## Extrait

Recevoir le Saint-Esprit
Pâques, c’est bien plus qu’un événement, c’est une clef de lecture pour entendre le sens de notre vie, c’est-à-dire pour entendre quelle direction nous devons prendre pour vivre une vie vivante. Nous nous trouvons aujourd’hui – le 12 mai 2024 – coincé·e·s entre l’ascension et la Pentecôte. Et la lecture d’Actes 1.1-11 nous permet de relier ces deux temps, comme si Dieu passait son temps à construire des ponts, à créer des liens, pour surtout ne jamais séparer trop fondamentalement ce qui est singulier. Et pour nous interroger : que signifie « recevoir le Saint-Esprit » ?
Forty
Jésus est ressuscité, donc, et il se balade sur la terre de Palestine, avec ses amis. Un road-trip local de quarante jours. 40… ça vous dit quelque chose ?
Les 40 jours et 40 nuits que Noé et ses très nombreux amis ont dû passer sous une pluie abondante, dans un grand bateau, avant d’attendre que les eaux baissent pour révéler une terre toute nouvelle. Les 40 ans que Moïse a passés à garder les moutons de son beau-père (lire aussi Exode 3), avant de voir le buisson qui brûlait sans se consumer, et d’entendre Dieu lui donner sa vocation.
Il y a aussi les 40 jours et 40 nuits que Moïse à passés sur le mont Sinaï avant de recevoir les tablettes de pierre. Les 40 jours et 40 nuits supplémentaires que Moïse a passés pour intercéder auprès de Dieu pour le salut de son peuple après l’épisode du veau d’or avant d’obtenir le pardon de Dieu. Les 40 ans que le peuple a passés à tourner en rond dans le désert avant d’arriver en terre promise. Et les 40 jours que les espions de Moïse ont passé à explorer le pays de Canaan avant de venir faire leur rapport dans lequel ils ont parlé d’un pays qui ruisselait de lait et de miel.
40, c’est aussi le cri de Jonas, dans la ville de Ninive : « encore 40 jours, et Ninive sera détruite ! », avant que Dieu finalement ne sauve tous les êtres vivants de la grande ville. 40, c’est le nombre de jours que Jésus à passés dans le désert à être tenté par le diable avant de commencer son ministère.
Pâques et l’Ascension – un rappel
Il y a encore d’autres passages bibliques qui évoquent ce chiffre, comme une durée difficile – certains diraient « d’épreuves » – avant de recevoir la promesse de Dieu. Dans Actes 1, nous avons lu que Jésus, après avoir été ressuscité, traîne avec ses amis pendant 40 jours, avant de retourner au Père.
A la fin de cette période spéciale, il y a un repas. Jésus aimait beaucoup manger avec les gens. Et c’est au cours de ce repas qu’il dit quelque chose qui devrait être très important pour nous : « Dans peu de jours, vous serez baptisés dans l’Esprit saint ».
Rappelons au passage, c’est toujours utile, que la survenue de l’Esprit était le signe, dans la tradition juive, de la fin des temps. C’est pourquoi les disciples demandent : « Est-ce en ce temps-ci que tu rétabliras le règne pour Israël ? » Un juif normalement constitué aurait forcément posé cette question, car la promesse, c’est qu’à la fin des temps, le royaume d’Israël serait restauré.

## Données fournies
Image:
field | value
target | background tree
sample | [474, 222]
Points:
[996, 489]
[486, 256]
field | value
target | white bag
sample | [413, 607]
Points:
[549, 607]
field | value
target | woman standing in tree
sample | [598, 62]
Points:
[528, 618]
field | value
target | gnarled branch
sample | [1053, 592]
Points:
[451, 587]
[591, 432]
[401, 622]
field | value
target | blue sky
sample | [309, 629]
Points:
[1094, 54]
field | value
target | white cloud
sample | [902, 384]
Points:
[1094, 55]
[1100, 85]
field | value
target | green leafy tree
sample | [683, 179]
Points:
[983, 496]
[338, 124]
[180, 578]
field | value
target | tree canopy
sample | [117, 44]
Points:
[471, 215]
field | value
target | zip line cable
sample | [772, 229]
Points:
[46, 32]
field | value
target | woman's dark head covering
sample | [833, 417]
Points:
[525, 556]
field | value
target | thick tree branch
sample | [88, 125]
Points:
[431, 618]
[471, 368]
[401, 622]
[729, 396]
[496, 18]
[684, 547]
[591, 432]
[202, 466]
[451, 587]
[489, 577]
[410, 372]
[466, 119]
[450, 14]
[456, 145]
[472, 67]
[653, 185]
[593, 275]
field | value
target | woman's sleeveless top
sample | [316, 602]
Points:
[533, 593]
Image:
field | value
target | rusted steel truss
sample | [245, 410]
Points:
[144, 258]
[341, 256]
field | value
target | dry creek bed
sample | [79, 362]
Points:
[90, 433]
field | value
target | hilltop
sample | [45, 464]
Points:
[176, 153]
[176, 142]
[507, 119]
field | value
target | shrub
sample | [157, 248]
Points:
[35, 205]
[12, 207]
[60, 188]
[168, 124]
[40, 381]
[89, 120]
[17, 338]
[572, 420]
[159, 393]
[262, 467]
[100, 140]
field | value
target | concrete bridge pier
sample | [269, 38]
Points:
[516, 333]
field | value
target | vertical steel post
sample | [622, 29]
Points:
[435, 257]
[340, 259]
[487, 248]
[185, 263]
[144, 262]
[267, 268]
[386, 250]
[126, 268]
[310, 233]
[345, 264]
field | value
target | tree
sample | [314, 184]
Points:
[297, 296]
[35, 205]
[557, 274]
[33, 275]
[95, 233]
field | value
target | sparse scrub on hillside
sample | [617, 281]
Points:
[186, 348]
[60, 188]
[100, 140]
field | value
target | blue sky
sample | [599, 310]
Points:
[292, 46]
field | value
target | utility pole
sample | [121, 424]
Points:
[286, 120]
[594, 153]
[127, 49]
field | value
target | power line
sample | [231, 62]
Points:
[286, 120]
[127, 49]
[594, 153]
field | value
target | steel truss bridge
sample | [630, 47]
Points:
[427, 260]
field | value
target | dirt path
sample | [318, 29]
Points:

## Consignes
1 > Recopiez le passage de l'extrait de « A la fin de » à « d’Israël serait restauré. ».
2 > Indiquez si chacune de ces affirmations est conforme à l'extrait en répondant par oui ou par non, puis citez les mots de l'extrait qui le justifient :
(a) Après sa résurrection, Jésus reste quarante jours avec ses amis avant de retourner au Père.
(b) Moïse a gardé pendant quarante ans les moutons de son propre père.
(c) Les espions de Moïse ont exploré le pays de Canaan pendant quarante ans.
Les enregistrements ci-dessus proviennent d'une autre source que l'extrait.

## Corrigé des exercices
1 >
A la fin de cette période spéciale, il y a un repas. Jésus aimait beaucoup manger avec les gens. Et c’est au cours de ce repas qu’il dit quelque chose qui devrait être très important pour nous : « Dans peu de jours, vous serez baptisés dans l’Esprit saint ».
Rappelons au passage, c’est toujours utile, que la survenue de l’Esprit était le signe, dans la tradition juive, de la fin des temps. C’est pourquoi les disciples demandent : « Est-ce en ce temps-ci que tu rétabliras le règne pour Israël ? » Un juif normalement constitué aurait forcément posé cette question, car la promesse, c’est qu’à la fin des temps, le royaume d’Israël serait restauré.

2 >
(a) Oui : « Jésus, après avoir été ressuscité, traîne avec ses amis pendant 40 jours, avant de retourner au Père ».
(b) Non : « Les 40 ans que Moïse a passés à garder les moutons de son beau-père ».
(c) Non : « les 40 jours que les espions de Moïse ont passé à explorer le pays de Canaan ».